### [WHAT THE EXERCISE ASKS]
In the review of Strangers and Others below, reproduce word for word the passage starting with "As a transplanted" and going on through "114 Bond Street.".

### [EXTRACT]
Newfoundland is made of solitude and poetry. As an orphaned island in the North Atlantic, its complications are as rich and diverse as its literary history. Stan Dragland’s Strangers and Others: Newfoundland Essays acts as a compass, and charts the heart of the island’s lyrical terrain.

As a transplanted mainlander, Dragland continues to choose Newfoundland as home. His collection of essays navigates an initial ignorance mixed with enchantment towards the island, and how it captured his spirit. Originally from the prairies, Dragland is a mainstay in St. John’s, and even tells readers his address: 114 Bond Street.

Dragland’s critical vantage point is somewhat observational, yet astute. He writes, “I’m a sucker for eloquent prose and sometimes tempted to give more credence than I otherwise would to beautifully expressed thoughts I don’t agree with. A thing of beauty is not always a joy, not forever. But here was the kernel of Newfoundland I was just beginning to know.”

### [STORED RECORDS]
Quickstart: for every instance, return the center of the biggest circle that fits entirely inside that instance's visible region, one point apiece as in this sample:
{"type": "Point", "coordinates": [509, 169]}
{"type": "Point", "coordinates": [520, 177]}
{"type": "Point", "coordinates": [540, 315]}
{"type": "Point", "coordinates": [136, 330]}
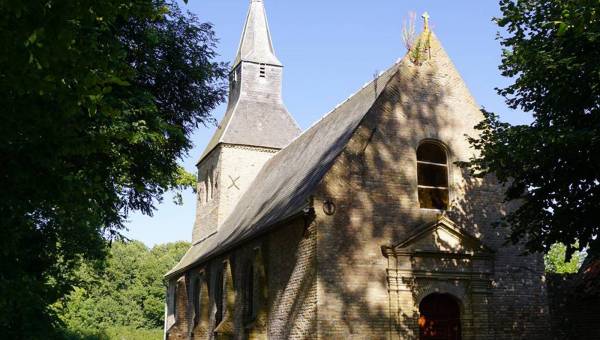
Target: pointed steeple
{"type": "Point", "coordinates": [256, 115]}
{"type": "Point", "coordinates": [255, 44]}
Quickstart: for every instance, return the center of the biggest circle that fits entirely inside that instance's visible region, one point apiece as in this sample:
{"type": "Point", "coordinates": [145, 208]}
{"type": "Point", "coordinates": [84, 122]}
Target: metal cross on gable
{"type": "Point", "coordinates": [234, 182]}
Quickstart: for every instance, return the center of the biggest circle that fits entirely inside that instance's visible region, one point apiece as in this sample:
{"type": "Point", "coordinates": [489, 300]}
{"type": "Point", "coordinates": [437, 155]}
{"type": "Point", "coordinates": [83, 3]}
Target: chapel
{"type": "Point", "coordinates": [362, 226]}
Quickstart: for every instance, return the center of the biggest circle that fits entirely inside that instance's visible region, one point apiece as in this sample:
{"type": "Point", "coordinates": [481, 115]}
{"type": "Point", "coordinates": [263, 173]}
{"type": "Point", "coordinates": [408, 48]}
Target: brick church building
{"type": "Point", "coordinates": [360, 227]}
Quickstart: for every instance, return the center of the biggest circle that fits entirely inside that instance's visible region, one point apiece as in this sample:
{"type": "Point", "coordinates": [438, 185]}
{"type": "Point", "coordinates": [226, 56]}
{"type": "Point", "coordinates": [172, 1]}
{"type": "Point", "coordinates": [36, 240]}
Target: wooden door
{"type": "Point", "coordinates": [439, 318]}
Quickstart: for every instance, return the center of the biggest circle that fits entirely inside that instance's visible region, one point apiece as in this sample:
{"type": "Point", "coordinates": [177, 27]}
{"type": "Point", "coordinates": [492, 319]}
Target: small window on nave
{"type": "Point", "coordinates": [197, 300]}
{"type": "Point", "coordinates": [432, 176]}
{"type": "Point", "coordinates": [218, 297]}
{"type": "Point", "coordinates": [249, 304]}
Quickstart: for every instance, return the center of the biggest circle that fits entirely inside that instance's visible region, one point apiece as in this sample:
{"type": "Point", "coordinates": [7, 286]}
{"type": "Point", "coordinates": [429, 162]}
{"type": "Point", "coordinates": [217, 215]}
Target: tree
{"type": "Point", "coordinates": [98, 101]}
{"type": "Point", "coordinates": [556, 262]}
{"type": "Point", "coordinates": [552, 166]}
{"type": "Point", "coordinates": [128, 292]}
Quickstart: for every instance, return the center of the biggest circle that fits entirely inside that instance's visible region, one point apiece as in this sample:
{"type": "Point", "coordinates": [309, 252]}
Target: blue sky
{"type": "Point", "coordinates": [329, 50]}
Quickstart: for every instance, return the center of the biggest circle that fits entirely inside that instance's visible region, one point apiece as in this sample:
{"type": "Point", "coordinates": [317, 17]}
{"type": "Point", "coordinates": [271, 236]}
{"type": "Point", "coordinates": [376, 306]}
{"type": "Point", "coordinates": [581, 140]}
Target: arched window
{"type": "Point", "coordinates": [249, 304]}
{"type": "Point", "coordinates": [432, 176]}
{"type": "Point", "coordinates": [218, 297]}
{"type": "Point", "coordinates": [208, 187]}
{"type": "Point", "coordinates": [197, 301]}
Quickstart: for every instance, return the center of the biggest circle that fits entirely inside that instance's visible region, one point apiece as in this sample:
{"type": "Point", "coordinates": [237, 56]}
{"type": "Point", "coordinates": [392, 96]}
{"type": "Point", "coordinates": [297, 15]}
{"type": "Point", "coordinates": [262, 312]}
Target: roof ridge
{"type": "Point", "coordinates": [340, 104]}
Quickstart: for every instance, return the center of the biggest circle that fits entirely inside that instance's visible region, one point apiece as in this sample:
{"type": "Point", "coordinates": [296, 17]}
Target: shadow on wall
{"type": "Point", "coordinates": [374, 185]}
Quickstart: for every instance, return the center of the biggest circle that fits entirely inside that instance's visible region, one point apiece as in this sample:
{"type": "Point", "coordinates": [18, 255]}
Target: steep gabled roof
{"type": "Point", "coordinates": [282, 187]}
{"type": "Point", "coordinates": [256, 123]}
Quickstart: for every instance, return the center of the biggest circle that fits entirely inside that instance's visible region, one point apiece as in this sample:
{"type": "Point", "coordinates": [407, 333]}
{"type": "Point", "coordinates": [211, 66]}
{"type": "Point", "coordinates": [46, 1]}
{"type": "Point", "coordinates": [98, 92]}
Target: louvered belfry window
{"type": "Point", "coordinates": [432, 176]}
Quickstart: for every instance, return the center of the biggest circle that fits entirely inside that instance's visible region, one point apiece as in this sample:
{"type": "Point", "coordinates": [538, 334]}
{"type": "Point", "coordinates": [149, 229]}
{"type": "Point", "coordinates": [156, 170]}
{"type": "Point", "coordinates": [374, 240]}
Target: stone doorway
{"type": "Point", "coordinates": [439, 318]}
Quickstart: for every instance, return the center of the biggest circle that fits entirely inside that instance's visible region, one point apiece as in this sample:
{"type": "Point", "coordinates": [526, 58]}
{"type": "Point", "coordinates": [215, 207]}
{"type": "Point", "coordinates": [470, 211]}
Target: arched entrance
{"type": "Point", "coordinates": [439, 318]}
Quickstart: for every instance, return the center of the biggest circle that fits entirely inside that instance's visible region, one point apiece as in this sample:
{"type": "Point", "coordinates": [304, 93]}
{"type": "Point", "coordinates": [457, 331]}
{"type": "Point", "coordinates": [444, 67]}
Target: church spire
{"type": "Point", "coordinates": [255, 44]}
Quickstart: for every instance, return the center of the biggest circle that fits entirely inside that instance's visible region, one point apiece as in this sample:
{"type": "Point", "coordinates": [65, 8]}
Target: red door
{"type": "Point", "coordinates": [440, 318]}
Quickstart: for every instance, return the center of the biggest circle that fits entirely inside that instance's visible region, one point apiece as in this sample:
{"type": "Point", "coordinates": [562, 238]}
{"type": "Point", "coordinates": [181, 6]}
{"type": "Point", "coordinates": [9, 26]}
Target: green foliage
{"type": "Point", "coordinates": [115, 333]}
{"type": "Point", "coordinates": [128, 292]}
{"type": "Point", "coordinates": [99, 99]}
{"type": "Point", "coordinates": [555, 260]}
{"type": "Point", "coordinates": [550, 167]}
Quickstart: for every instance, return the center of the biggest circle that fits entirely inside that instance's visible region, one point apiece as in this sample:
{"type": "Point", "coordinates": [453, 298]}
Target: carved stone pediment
{"type": "Point", "coordinates": [441, 237]}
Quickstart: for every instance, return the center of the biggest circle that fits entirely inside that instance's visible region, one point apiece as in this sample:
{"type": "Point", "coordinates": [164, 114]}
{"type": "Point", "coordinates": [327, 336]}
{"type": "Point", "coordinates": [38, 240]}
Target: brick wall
{"type": "Point", "coordinates": [374, 187]}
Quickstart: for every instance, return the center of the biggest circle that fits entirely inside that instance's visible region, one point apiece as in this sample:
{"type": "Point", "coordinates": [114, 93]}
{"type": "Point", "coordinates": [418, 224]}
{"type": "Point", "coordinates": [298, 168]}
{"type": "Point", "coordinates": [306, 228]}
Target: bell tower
{"type": "Point", "coordinates": [255, 126]}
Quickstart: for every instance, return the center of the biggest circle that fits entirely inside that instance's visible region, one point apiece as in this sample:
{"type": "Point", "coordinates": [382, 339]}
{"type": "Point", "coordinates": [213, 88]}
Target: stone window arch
{"type": "Point", "coordinates": [201, 306]}
{"type": "Point", "coordinates": [432, 175]}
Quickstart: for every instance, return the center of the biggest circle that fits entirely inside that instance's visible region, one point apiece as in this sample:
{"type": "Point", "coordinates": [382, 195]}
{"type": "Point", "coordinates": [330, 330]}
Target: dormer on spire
{"type": "Point", "coordinates": [255, 126]}
{"type": "Point", "coordinates": [255, 44]}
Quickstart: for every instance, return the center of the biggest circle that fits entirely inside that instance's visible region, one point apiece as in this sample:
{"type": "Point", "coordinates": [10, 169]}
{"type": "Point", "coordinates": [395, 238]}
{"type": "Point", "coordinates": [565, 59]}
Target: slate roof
{"type": "Point", "coordinates": [282, 187]}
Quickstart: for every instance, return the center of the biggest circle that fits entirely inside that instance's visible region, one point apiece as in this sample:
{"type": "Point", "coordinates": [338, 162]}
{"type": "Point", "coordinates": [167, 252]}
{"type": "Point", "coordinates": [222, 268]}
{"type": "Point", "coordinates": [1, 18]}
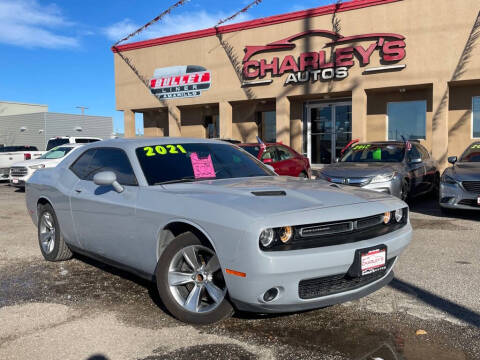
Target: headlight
{"type": "Point", "coordinates": [384, 177]}
{"type": "Point", "coordinates": [447, 179]}
{"type": "Point", "coordinates": [285, 234]}
{"type": "Point", "coordinates": [398, 215]}
{"type": "Point", "coordinates": [267, 237]}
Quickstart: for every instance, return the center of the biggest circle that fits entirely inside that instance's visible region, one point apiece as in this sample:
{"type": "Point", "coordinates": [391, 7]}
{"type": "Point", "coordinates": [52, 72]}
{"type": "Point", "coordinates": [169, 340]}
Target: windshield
{"type": "Point", "coordinates": [171, 163]}
{"type": "Point", "coordinates": [57, 153]}
{"type": "Point", "coordinates": [375, 153]}
{"type": "Point", "coordinates": [56, 142]}
{"type": "Point", "coordinates": [472, 154]}
{"type": "Point", "coordinates": [252, 149]}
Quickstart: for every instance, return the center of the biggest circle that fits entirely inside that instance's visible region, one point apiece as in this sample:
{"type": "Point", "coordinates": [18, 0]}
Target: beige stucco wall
{"type": "Point", "coordinates": [440, 50]}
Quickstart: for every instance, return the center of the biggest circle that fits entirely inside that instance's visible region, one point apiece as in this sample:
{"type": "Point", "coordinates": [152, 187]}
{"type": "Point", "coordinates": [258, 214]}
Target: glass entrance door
{"type": "Point", "coordinates": [329, 130]}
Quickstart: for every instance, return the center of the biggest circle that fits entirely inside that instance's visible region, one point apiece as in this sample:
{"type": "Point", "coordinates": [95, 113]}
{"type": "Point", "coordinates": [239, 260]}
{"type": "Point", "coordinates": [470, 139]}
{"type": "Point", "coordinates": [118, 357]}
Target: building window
{"type": "Point", "coordinates": [267, 121]}
{"type": "Point", "coordinates": [476, 116]}
{"type": "Point", "coordinates": [407, 119]}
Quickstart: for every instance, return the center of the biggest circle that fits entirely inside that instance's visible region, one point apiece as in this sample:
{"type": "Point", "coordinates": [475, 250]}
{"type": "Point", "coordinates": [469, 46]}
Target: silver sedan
{"type": "Point", "coordinates": [216, 229]}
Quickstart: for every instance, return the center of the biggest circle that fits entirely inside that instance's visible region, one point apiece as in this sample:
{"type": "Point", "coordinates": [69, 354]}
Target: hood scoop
{"type": "Point", "coordinates": [269, 193]}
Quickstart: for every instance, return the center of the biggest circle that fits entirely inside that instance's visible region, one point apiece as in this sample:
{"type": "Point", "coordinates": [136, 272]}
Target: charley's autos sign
{"type": "Point", "coordinates": [180, 81]}
{"type": "Point", "coordinates": [333, 62]}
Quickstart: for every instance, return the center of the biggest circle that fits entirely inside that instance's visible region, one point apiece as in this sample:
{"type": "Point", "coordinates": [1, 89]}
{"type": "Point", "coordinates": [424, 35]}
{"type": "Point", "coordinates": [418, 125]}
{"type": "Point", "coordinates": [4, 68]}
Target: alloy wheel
{"type": "Point", "coordinates": [195, 279]}
{"type": "Point", "coordinates": [47, 232]}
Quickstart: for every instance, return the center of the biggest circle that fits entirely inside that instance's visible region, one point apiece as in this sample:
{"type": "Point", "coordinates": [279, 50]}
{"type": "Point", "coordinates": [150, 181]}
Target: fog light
{"type": "Point", "coordinates": [386, 217]}
{"type": "Point", "coordinates": [270, 295]}
{"type": "Point", "coordinates": [266, 237]}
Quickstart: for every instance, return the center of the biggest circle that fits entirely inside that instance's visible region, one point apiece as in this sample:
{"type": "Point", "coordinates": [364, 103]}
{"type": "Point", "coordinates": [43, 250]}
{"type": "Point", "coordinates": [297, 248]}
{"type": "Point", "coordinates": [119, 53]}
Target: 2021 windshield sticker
{"type": "Point", "coordinates": [164, 149]}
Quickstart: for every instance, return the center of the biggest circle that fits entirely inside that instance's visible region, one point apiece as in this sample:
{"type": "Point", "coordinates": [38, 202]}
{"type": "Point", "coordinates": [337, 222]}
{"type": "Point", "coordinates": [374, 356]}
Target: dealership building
{"type": "Point", "coordinates": [315, 79]}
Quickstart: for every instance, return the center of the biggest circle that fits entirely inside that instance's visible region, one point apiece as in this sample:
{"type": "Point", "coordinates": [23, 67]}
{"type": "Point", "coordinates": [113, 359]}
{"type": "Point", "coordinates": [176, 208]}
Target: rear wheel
{"type": "Point", "coordinates": [190, 281]}
{"type": "Point", "coordinates": [50, 239]}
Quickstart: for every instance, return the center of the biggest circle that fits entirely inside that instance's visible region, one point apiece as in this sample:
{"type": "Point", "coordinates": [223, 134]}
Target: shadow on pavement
{"type": "Point", "coordinates": [458, 311]}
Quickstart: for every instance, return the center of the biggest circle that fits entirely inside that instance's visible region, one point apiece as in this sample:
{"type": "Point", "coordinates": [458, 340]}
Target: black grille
{"type": "Point", "coordinates": [472, 186]}
{"type": "Point", "coordinates": [469, 202]}
{"type": "Point", "coordinates": [334, 284]}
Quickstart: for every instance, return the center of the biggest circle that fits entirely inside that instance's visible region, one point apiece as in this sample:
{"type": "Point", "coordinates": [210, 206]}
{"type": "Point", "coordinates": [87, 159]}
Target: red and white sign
{"type": "Point", "coordinates": [180, 81]}
{"type": "Point", "coordinates": [373, 261]}
{"type": "Point", "coordinates": [331, 63]}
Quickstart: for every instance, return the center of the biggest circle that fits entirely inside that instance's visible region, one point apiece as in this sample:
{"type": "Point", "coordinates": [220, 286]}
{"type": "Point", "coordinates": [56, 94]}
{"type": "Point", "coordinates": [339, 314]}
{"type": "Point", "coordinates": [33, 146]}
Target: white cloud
{"type": "Point", "coordinates": [169, 25]}
{"type": "Point", "coordinates": [29, 24]}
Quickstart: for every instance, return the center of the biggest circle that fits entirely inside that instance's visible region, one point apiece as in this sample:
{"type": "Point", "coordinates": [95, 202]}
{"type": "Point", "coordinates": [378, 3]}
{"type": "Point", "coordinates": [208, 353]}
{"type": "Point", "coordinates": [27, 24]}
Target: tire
{"type": "Point", "coordinates": [186, 290]}
{"type": "Point", "coordinates": [405, 190]}
{"type": "Point", "coordinates": [50, 238]}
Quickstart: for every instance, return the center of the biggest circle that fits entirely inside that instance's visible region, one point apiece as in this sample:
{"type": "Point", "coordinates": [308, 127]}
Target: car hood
{"type": "Point", "coordinates": [352, 170]}
{"type": "Point", "coordinates": [265, 196]}
{"type": "Point", "coordinates": [47, 162]}
{"type": "Point", "coordinates": [465, 171]}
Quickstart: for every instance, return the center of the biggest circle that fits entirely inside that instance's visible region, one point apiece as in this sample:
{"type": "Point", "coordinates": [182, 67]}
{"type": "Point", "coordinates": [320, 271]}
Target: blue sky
{"type": "Point", "coordinates": [58, 53]}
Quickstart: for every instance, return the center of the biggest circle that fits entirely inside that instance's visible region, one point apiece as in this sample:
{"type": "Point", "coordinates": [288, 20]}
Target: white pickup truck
{"type": "Point", "coordinates": [10, 155]}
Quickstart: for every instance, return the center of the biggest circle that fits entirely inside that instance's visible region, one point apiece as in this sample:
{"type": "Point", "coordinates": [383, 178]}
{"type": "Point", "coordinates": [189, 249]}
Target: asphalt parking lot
{"type": "Point", "coordinates": [81, 309]}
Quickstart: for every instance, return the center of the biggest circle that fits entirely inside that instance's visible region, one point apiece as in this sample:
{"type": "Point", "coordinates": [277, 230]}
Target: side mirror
{"type": "Point", "coordinates": [415, 161]}
{"type": "Point", "coordinates": [452, 159]}
{"type": "Point", "coordinates": [106, 178]}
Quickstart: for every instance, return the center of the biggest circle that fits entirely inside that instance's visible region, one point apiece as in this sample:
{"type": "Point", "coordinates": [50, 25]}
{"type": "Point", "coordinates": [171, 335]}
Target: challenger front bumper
{"type": "Point", "coordinates": [284, 270]}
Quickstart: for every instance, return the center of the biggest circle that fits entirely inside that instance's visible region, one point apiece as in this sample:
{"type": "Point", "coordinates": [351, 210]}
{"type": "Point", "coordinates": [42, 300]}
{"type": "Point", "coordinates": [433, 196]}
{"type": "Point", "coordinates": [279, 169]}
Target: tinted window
{"type": "Point", "coordinates": [270, 153]}
{"type": "Point", "coordinates": [104, 159]}
{"type": "Point", "coordinates": [472, 154]}
{"type": "Point", "coordinates": [253, 149]}
{"type": "Point", "coordinates": [56, 142]}
{"type": "Point", "coordinates": [374, 153]}
{"type": "Point", "coordinates": [407, 119]}
{"type": "Point", "coordinates": [197, 161]}
{"type": "Point", "coordinates": [283, 153]}
{"type": "Point", "coordinates": [84, 141]}
{"type": "Point", "coordinates": [81, 165]}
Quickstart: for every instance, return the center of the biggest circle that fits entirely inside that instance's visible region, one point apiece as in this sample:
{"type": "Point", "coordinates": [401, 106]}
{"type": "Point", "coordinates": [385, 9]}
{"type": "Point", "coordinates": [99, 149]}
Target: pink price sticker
{"type": "Point", "coordinates": [202, 168]}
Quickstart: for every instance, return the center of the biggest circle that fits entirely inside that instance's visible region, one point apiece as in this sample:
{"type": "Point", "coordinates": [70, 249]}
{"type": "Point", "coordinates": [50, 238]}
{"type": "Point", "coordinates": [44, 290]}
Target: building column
{"type": "Point", "coordinates": [439, 125]}
{"type": "Point", "coordinates": [225, 120]}
{"type": "Point", "coordinates": [359, 114]}
{"type": "Point", "coordinates": [283, 120]}
{"type": "Point", "coordinates": [129, 123]}
{"type": "Point", "coordinates": [174, 121]}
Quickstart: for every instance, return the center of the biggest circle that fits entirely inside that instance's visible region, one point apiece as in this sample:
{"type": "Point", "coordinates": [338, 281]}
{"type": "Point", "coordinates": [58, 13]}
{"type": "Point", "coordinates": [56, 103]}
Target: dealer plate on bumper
{"type": "Point", "coordinates": [369, 260]}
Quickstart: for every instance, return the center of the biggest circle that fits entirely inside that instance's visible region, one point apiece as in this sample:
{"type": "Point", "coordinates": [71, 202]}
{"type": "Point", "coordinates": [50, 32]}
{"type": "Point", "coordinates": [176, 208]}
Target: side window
{"type": "Point", "coordinates": [283, 153]}
{"type": "Point", "coordinates": [424, 153]}
{"type": "Point", "coordinates": [81, 165]}
{"type": "Point", "coordinates": [106, 159]}
{"type": "Point", "coordinates": [414, 153]}
{"type": "Point", "coordinates": [270, 153]}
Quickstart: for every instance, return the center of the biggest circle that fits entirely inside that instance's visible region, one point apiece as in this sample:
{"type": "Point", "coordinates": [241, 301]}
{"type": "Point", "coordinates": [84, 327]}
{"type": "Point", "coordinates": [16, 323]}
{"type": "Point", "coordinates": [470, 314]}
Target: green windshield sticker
{"type": "Point", "coordinates": [164, 149]}
{"type": "Point", "coordinates": [361, 147]}
{"type": "Point", "coordinates": [377, 154]}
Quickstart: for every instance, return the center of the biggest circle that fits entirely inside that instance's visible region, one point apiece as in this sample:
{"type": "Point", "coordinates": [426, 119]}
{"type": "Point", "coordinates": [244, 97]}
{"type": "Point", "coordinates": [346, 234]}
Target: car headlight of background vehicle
{"type": "Point", "coordinates": [447, 179]}
{"type": "Point", "coordinates": [383, 177]}
{"type": "Point", "coordinates": [269, 237]}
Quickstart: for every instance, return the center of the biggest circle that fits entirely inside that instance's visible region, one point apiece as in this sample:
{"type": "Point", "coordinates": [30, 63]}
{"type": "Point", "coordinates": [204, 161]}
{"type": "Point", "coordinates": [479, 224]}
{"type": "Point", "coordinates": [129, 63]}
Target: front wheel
{"type": "Point", "coordinates": [50, 239]}
{"type": "Point", "coordinates": [190, 282]}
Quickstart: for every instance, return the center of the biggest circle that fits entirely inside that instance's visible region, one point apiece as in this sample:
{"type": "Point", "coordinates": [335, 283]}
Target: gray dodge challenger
{"type": "Point", "coordinates": [216, 229]}
{"type": "Point", "coordinates": [460, 183]}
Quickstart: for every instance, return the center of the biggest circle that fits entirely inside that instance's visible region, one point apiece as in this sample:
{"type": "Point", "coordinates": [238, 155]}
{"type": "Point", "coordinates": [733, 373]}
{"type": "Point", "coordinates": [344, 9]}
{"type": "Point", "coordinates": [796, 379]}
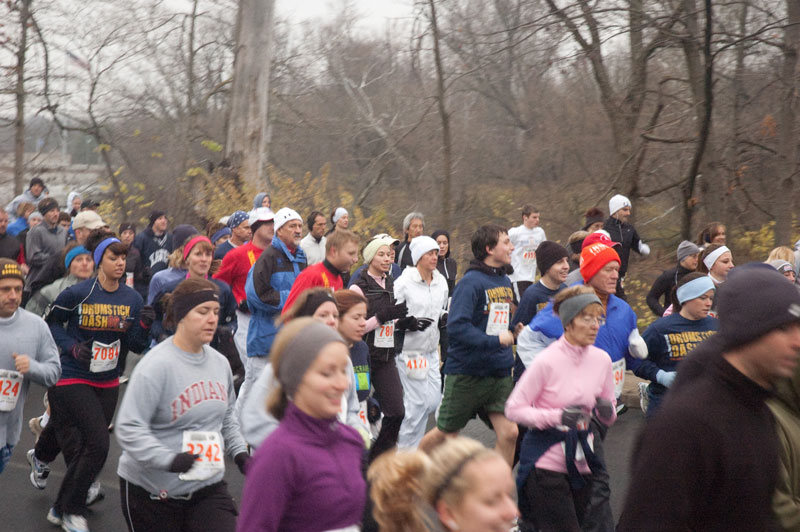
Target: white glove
{"type": "Point", "coordinates": [636, 346]}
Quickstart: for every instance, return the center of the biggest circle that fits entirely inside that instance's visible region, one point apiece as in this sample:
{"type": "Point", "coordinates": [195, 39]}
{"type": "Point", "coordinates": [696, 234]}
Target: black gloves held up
{"type": "Point", "coordinates": [395, 312]}
{"type": "Point", "coordinates": [241, 460]}
{"type": "Point", "coordinates": [82, 352]}
{"type": "Point", "coordinates": [572, 415]}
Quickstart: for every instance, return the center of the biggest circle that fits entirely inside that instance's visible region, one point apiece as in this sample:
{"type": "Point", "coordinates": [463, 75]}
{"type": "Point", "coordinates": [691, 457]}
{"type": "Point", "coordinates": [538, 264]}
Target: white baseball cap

### [WORKED ANSWER]
As a transplanted mainlander, Dragland continues to choose Newfoundland as home. His collection of essays navigates an initial ignorance mixed with enchantment towards the island, and how it captured his spirit. Originally from the prairies, Dragland is a mainstay in St. John’s, and even tells readers his address: 114 Bond Street.